→ What to work on: Return the records word for word, from their first line through the line that contains "M 410 32 L 399", including that line.

---------- Record extracts ----------

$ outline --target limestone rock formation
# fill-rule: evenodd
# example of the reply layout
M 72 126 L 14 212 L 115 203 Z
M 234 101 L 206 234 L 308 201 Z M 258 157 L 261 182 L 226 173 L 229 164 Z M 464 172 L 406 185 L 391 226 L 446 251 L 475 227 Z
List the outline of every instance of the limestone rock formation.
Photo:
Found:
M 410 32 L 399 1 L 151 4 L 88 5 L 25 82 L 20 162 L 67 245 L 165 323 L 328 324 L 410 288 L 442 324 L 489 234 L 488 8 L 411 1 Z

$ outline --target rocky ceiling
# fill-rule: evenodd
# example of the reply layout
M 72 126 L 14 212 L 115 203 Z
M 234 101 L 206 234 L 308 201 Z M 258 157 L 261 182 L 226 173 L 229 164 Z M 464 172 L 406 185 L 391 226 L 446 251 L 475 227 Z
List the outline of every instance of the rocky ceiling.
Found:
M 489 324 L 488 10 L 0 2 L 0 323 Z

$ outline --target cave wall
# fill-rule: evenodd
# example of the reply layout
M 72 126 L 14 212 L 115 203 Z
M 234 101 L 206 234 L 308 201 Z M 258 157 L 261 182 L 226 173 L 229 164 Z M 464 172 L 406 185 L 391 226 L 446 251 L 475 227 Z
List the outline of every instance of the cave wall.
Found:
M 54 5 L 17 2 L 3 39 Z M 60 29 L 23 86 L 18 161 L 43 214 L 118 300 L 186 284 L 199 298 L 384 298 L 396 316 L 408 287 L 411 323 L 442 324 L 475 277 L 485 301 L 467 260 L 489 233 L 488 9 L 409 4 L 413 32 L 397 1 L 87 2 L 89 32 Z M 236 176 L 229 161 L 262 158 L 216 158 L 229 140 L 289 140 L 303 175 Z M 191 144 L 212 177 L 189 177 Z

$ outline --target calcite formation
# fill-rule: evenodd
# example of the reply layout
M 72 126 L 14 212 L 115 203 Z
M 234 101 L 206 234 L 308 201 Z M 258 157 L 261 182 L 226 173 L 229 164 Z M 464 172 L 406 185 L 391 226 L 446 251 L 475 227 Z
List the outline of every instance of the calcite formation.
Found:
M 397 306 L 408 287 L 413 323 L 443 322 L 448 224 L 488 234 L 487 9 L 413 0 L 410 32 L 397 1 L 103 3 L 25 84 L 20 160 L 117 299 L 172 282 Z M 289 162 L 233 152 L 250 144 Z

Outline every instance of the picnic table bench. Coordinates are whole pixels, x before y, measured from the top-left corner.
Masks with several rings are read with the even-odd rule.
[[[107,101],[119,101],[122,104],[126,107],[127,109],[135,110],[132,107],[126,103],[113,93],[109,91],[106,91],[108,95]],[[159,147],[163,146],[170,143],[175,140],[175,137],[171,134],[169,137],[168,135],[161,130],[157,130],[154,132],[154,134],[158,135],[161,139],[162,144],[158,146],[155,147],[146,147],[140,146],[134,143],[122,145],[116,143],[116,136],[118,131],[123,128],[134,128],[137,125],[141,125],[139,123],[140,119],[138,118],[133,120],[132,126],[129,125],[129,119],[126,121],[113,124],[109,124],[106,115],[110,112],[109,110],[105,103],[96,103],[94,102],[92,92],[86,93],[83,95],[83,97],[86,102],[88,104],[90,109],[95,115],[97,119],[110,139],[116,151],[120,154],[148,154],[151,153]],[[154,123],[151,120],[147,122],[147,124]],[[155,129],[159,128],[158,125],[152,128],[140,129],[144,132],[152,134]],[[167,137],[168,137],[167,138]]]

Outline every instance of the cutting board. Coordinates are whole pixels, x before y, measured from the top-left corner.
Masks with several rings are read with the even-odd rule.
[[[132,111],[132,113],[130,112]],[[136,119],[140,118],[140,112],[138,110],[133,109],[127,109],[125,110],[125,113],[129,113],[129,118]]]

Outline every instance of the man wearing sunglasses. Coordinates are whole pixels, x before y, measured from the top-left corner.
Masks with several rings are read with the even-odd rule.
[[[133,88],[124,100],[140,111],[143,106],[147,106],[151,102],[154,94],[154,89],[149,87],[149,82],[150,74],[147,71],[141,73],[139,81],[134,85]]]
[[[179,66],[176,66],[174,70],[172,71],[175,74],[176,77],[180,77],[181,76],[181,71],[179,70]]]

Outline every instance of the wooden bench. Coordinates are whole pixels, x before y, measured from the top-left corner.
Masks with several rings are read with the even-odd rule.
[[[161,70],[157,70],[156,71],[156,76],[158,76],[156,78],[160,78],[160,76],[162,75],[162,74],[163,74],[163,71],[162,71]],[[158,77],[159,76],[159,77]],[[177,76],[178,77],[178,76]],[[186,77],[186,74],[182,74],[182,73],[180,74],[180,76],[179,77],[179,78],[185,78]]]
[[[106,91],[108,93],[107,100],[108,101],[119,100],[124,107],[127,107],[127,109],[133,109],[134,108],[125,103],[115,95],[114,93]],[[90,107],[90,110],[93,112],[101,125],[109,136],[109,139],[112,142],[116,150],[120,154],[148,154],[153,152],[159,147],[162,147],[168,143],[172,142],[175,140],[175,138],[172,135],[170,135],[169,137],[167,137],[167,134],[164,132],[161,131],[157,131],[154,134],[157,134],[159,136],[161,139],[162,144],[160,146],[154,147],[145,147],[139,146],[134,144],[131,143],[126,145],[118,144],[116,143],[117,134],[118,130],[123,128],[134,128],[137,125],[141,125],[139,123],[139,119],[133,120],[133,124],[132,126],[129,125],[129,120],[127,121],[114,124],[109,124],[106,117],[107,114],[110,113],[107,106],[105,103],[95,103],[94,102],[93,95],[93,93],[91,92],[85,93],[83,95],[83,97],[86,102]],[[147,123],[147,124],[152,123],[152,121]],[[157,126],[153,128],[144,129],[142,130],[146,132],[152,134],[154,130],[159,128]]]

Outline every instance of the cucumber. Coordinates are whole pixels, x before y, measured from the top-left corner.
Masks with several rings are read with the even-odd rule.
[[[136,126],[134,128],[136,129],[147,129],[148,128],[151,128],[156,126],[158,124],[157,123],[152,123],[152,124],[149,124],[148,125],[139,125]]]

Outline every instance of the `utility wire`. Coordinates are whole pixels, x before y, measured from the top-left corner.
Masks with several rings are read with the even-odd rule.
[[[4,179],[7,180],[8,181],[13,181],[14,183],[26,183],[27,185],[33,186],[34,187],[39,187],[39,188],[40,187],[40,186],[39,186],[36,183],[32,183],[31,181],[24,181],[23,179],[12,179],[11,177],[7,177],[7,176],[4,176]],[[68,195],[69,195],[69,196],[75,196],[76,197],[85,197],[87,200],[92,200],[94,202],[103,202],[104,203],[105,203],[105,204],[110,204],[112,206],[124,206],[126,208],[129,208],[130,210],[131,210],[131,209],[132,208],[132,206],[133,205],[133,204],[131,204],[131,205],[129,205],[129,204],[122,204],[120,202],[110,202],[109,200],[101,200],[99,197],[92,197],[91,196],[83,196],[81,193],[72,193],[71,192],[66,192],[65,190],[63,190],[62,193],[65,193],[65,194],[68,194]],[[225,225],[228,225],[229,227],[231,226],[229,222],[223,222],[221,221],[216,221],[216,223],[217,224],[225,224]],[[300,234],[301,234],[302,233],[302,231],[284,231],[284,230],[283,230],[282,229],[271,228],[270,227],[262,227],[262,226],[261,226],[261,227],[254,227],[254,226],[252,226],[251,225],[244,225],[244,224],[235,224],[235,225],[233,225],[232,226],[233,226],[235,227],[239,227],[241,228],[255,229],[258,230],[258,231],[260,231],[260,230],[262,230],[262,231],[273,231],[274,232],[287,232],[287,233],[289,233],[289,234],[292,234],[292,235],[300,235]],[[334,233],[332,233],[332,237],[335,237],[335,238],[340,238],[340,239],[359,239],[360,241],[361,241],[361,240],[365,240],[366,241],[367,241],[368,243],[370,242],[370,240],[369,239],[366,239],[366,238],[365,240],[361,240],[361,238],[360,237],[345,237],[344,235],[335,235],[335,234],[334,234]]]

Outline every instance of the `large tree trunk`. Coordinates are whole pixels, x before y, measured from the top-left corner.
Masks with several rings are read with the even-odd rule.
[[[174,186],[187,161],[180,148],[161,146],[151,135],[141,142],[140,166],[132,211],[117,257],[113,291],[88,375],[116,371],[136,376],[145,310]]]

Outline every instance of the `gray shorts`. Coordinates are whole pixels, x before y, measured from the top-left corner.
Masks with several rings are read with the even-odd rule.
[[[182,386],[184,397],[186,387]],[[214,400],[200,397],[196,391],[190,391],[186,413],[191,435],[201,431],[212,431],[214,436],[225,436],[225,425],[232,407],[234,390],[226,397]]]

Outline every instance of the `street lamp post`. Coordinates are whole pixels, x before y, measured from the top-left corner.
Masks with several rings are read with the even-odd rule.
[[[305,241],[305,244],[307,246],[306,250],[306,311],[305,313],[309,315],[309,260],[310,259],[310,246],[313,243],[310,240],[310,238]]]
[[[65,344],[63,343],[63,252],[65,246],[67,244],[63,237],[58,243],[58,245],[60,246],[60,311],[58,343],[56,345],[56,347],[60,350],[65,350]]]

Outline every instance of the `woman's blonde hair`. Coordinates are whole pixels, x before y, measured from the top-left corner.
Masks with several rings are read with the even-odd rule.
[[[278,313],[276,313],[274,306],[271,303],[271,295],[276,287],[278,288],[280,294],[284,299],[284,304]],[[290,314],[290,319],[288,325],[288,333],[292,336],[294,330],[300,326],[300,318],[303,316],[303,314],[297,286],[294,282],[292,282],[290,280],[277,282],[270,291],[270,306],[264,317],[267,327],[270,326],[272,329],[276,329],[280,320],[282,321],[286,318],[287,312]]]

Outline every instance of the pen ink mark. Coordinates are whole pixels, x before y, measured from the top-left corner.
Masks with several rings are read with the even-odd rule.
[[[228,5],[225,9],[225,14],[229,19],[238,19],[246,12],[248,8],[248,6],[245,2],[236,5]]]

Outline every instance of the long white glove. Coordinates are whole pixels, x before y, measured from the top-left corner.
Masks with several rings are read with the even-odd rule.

----------

→ Output for this exercise:
$ outline --target limestone rock formation
# fill-rule: evenodd
# example of the reply layout
M 72 126 L 14 212 L 115 203 Z
M 234 101 L 206 234 L 308 201 Z M 258 157 L 261 182 L 226 173 L 229 164 Z M 464 172 L 406 185 L 391 226 L 446 251 L 475 227 Z
List the outline of every instance of the limestone rock formation.
Photo:
Found:
M 410 32 L 399 1 L 151 4 L 88 5 L 25 82 L 20 162 L 67 245 L 165 323 L 328 324 L 410 288 L 442 324 L 489 234 L 488 8 L 411 1 Z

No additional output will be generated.